━━━ Excerpted passage ━━━
Kenneth Rapoza, a contributor to the Forbes magazine, penned an article about the controversial Gülen movement published on Sunday. In the piece, the writer quoted a former Gülenist whom he said spoke on the condition of anonymity as likening the movement to a cross between Islam and Scientology, a newly founded corporation-owned religion the members of which have come under fire for having infiltrated into state institutions in many countries.
Rapoza said in the piece the former follower of the movement- the members of which have been embedded in key posts of the Turkish state and defined by many Turkish state institutions as the "FETÖ/PDY", which stands for "Gülenist Terror Organization / Parallel State Structure" in records- was part of the group since middle school but left it in college because he was "too busy to adhere to the group's objectives of volunteerism."
"Their goal is to indoctrinate the best and the brightest who will eventually get careers in law, or in the military, or in politics. They're too new in the United States to have gotten that far. But of course they would like to," he was quoted as saying in the article.
The author also detailed the illegal acts ofthe organization in the article, mentioning a case filed against the leader of the group, Fetullah Gülen, a fugitive preacher who has lived in self-imposed exile since 1999 in a relative obscurity at a compound in Saylorsburg, a small town in rural Pennsylvania's Pocono Mountains. Rapoza said that the case was filed against him on December 7 in the U.S. District Court for the Middle District of Pennsylvania under a statute allowing foreigners allegedly harmed by individuals residing in the U.S. to face civil trial.
━━━ Data excerpt ━━━
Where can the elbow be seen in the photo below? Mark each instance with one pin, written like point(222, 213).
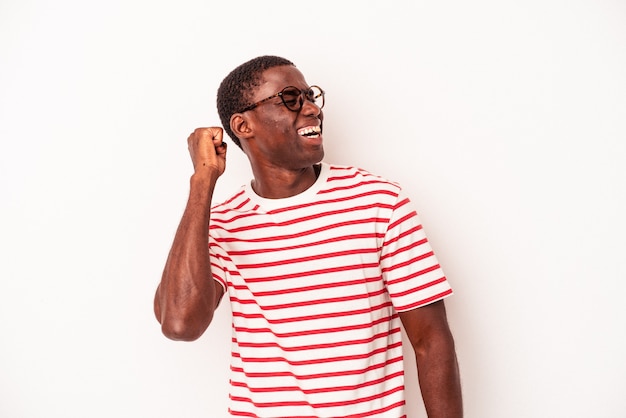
━━━
Please copy out the passage about the Forbes piece on the Gülen movement in full, word for word.

Right answer:
Kenneth Rapoza, a contributor to the Forbes magazine, penned an article about the controversial Gülen movement published on Sunday. In the piece, the writer quoted a former Gülenist whom he said spoke on the condition of anonymity as likening the movement to a cross between Islam and Scientology, a newly founded corporation-owned religion the members of which have come under fire for having infiltrated into state institutions in many countries.
Rapoza said in the piece the former follower of the movement- the members of which have been embedded in key posts of the Turkish state and defined by many Turkish state institutions as the "FETÖ/PDY", which stands for "Gülenist Terror Organization / Parallel State Structure" in records- was part of the group since middle school but left it in college because he was "too busy to adhere to the group's objectives of volunteerism."
"Their goal is to indoctrinate the best and the brightest who will eventually get careers in law, or in the military, or in politics. They're too new in the United States to have gotten that far. But of course they would like to," he was quoted as saying in the article.
The author also detailed the illegal acts ofthe organization in the article, mentioning a case filed against the leader of the group, Fetullah Gülen, a fugitive preacher who has lived in self-imposed exile since 1999 in a relative obscurity at a compound in Saylorsburg, a small town in rural Pennsylvania's Pocono Mountains. Rapoza said that the case was filed against him on December 7 in the U.S. District Court for the Middle District of Pennsylvania under a statute allowing foreigners allegedly harmed by individuals residing in the U.S. to face civil trial.